> **PROBLEMA BREVE 1**
Risponda alle seguenti domande sul brano dedicato al faugno e alla macaia:
(a) Come si chiama questa sensazione in Salento?
(b) Da quale vento deriverebbe tale nome?
(c) In quale canzone Conte canta della Macaia?
> **PROBLEMA BREVE 2**
Modifichi il brano dedicato al faugno e alla macaia trascrivendone il tratto da "Di Faugno, Macaia" fino a "fa sentire bagnato." compreso, con "Salento" sostituito da "Puglia".
> **PROBLEMA BREVE 3**
Scriva il seguito del brano dedicato al faugno e alla macaia, riprendendo dall'ultima frase riportata.

> **BRANO**

==============================

Di Faugno, Macaia e lupa di mare

 Succede, nelle città di mare e di entroterra, di essere avvolti da una cappa calda, umida, che rende l’aria difficile da respirare e i movimenti lenti, succede che gli abiti si appiccicano alla pelle, succede che in una giornata di sole stendi la biancheria e non asciuga. Allora i pensieri diventano molli, i ricordi si attorcigliano a quella sensazione caldo umida. Anche gli amori sono lenti come i pensieri, come le cose della vita quotidiana.

Neppure la rabbia per il mondo che gira a rovescio mostra la sua irruente forza.

E vicino al mare o nelle campagne assolate  tutto questo ha un nome.

In Salento questa sensazione si chiama Faugno. Deriva, pare, da Favonio, il vento che arriva da sud o da ovest, insistente, fiero, lento. Un vento che ti fa sentire bagnato.

In Liguria il suo nome è Macaia,  (dal greco malakia, languore, o dal latino malacia, bonaccia di mare). Ne canta Conte in Genova per noi “Macaia, scimmia di luce e di follia…” Quella Genova che (per noi del basso piemonte) era la meta e la partenza. Arrivavano navi, c’era il mare che non sta fermo mai, c’era via del Campo con tutte le sue meraviglie, e c’era, a volte, la Macaia con il suo folle e umido umore.

Con il faugno e la macaia la vita rallenta, “usciamo dopo, quando rinfresca”.

==============================

> **ELENCO DEI DATI**
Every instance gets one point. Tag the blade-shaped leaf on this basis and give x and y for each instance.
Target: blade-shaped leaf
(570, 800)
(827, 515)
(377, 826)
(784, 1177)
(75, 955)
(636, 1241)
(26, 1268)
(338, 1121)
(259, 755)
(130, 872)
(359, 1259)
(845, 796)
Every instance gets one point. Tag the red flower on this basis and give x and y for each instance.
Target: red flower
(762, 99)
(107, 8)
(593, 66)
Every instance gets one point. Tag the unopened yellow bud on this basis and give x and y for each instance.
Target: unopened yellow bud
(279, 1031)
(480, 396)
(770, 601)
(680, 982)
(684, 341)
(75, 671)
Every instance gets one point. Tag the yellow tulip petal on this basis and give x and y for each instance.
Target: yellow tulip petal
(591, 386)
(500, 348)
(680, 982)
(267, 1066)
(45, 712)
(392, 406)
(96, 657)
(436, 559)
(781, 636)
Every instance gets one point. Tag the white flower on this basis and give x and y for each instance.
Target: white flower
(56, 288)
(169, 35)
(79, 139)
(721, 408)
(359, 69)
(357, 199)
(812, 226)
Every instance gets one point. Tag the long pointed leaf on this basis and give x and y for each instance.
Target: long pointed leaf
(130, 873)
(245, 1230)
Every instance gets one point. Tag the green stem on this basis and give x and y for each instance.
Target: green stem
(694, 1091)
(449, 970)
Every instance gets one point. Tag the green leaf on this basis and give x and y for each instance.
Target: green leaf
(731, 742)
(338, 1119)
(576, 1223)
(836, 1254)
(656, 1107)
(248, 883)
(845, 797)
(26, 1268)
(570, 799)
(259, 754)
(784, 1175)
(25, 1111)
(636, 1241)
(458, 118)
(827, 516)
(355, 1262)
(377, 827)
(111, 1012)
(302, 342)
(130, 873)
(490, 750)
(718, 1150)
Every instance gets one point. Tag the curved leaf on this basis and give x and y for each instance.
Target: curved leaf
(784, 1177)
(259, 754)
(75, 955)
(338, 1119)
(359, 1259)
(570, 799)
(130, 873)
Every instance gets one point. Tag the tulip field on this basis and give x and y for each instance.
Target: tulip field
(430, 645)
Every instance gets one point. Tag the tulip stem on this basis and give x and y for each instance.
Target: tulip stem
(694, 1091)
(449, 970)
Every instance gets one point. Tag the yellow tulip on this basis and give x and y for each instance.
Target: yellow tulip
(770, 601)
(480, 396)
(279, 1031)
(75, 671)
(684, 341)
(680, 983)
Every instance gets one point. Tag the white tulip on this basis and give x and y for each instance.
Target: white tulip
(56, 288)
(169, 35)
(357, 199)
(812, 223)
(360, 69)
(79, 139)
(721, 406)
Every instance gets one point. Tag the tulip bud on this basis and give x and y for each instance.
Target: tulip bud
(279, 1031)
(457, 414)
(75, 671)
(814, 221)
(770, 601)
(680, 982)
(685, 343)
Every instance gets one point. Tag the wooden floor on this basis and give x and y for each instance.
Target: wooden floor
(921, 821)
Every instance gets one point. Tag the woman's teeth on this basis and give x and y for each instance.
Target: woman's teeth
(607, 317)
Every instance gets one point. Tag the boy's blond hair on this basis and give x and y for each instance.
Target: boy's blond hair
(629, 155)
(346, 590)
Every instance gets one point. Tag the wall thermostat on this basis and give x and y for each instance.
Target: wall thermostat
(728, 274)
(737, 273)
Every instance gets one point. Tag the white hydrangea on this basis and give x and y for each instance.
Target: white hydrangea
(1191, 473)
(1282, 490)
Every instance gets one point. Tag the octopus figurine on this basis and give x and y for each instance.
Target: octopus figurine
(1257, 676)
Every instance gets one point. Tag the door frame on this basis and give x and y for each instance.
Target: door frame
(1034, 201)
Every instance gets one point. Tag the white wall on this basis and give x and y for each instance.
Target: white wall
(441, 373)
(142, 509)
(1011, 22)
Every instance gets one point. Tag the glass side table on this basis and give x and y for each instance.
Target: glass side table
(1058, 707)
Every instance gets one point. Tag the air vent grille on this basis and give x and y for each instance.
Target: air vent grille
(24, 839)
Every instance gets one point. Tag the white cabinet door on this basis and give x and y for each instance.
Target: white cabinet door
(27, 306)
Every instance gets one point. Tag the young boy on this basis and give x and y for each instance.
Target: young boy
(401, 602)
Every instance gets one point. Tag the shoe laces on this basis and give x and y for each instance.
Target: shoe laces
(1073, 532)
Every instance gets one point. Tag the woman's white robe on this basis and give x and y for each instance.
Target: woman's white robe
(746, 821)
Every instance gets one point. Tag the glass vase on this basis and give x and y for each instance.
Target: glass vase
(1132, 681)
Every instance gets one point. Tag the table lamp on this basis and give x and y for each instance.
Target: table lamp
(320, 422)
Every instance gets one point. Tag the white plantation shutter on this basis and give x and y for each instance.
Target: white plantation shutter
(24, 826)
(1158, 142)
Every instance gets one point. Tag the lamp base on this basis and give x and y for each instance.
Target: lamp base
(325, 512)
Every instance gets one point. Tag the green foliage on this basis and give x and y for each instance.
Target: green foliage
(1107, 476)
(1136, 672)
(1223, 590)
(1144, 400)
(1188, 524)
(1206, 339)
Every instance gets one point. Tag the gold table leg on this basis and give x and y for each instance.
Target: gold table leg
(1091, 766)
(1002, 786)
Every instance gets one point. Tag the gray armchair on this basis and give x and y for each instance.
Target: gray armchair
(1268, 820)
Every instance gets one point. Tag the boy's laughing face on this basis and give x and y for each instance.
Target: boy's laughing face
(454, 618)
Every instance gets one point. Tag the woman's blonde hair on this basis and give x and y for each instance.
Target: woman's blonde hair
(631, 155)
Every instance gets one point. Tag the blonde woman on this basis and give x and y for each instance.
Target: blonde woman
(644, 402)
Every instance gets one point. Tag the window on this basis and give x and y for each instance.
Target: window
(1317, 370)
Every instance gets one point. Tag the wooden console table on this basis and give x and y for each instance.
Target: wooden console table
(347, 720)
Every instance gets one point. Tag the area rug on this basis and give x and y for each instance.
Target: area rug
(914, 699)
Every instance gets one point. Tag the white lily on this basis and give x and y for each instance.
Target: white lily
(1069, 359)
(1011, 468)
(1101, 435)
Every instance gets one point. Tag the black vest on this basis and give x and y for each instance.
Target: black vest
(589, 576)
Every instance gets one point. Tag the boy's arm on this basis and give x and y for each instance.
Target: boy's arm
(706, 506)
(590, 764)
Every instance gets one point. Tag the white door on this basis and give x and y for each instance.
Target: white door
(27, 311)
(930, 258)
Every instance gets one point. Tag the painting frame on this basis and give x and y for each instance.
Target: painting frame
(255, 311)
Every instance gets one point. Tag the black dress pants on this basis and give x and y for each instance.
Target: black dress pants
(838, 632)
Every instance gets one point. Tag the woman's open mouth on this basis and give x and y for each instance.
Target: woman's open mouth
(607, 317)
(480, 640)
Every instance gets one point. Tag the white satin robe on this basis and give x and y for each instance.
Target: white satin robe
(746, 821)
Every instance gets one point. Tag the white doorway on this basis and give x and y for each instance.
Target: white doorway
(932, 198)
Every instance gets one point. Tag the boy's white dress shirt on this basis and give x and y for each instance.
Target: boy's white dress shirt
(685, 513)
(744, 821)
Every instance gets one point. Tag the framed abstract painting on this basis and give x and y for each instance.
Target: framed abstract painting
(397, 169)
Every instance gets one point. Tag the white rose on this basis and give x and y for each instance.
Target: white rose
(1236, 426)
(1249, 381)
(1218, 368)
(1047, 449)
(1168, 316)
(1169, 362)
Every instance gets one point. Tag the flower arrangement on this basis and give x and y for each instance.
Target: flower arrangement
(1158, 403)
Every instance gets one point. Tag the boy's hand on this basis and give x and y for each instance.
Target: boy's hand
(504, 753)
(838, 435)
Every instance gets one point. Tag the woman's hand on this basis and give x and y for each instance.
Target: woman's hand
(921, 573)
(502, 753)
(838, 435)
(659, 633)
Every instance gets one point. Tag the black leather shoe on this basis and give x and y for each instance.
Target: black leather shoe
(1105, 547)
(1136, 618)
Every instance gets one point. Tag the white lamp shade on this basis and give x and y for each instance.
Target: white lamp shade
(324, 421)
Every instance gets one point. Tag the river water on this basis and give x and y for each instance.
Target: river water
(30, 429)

==============================

> **SOLUZIONE 1**
(a) Faugno.
(b) Da Favonio.
(c) In "Genova per noi".

> **SOLUZIONE 2**
Di Faugno, Macaia e lupa di mare

 Succede, nelle città di mare e di entroterra, di essere avvolti da una cappa calda, umida, che rende l’aria difficile da respirare e i movimenti lenti, succede che gli abiti si appiccicano alla pelle, succede che in una giornata di sole stendi la biancheria e non asciuga. Allora i pensieri diventano molli, i ricordi si attorcigliano a quella sensazione caldo umida. Anche gli amori sono lenti come i pensieri, come le cose della vita quotidiana.

Neppure la rabbia per il mondo che gira a rovescio mostra la sua irruente forza.

E vicino al mare o nelle campagne assolate  tutto questo ha un nome.

In Puglia questa sensazione si chiama Faugno. Deriva, pare, da Favonio, il vento che arriva da sud o da ovest, insistente, fiero, lento. Un vento che ti fa sentire bagnato.

> **SOLUZIONE 3**
Era spesso ben accompagnata dalla Caligo,  che in Salento e in Sicilia si chiama Lupa di mare.

La Caligo è quella nebbia sul mare che si forma per l’aria fredda che incontra la superficie più fredda del mare, però noi siamo più legati alla leggenda che dice come la nebbia che non tocca terra   accompagna le anime verso la loro pace. Le preleva da terra, le avvolge e le accompagna verso la luce. Un altro modo per guadagnarsi l’immortalità.

Molto leggendaria anche la Lupa di mare, avvolge e nasconde acque, il suo nome pare derivi dalla Brogna, una grande conchiglia che usavano i marinai per segnalare la presenza dell’imbarcazione. Il suono emesso somigliava all’ululato di un lupo. Insomma, evocativi fenomeni metereologici che si ammantano di mistero.

Mani protese dal profondo sud all’estremo nord, tamburelli e organetti, Paolo Conte e lu rusciu te lu mare si incontrano a raccontare fole.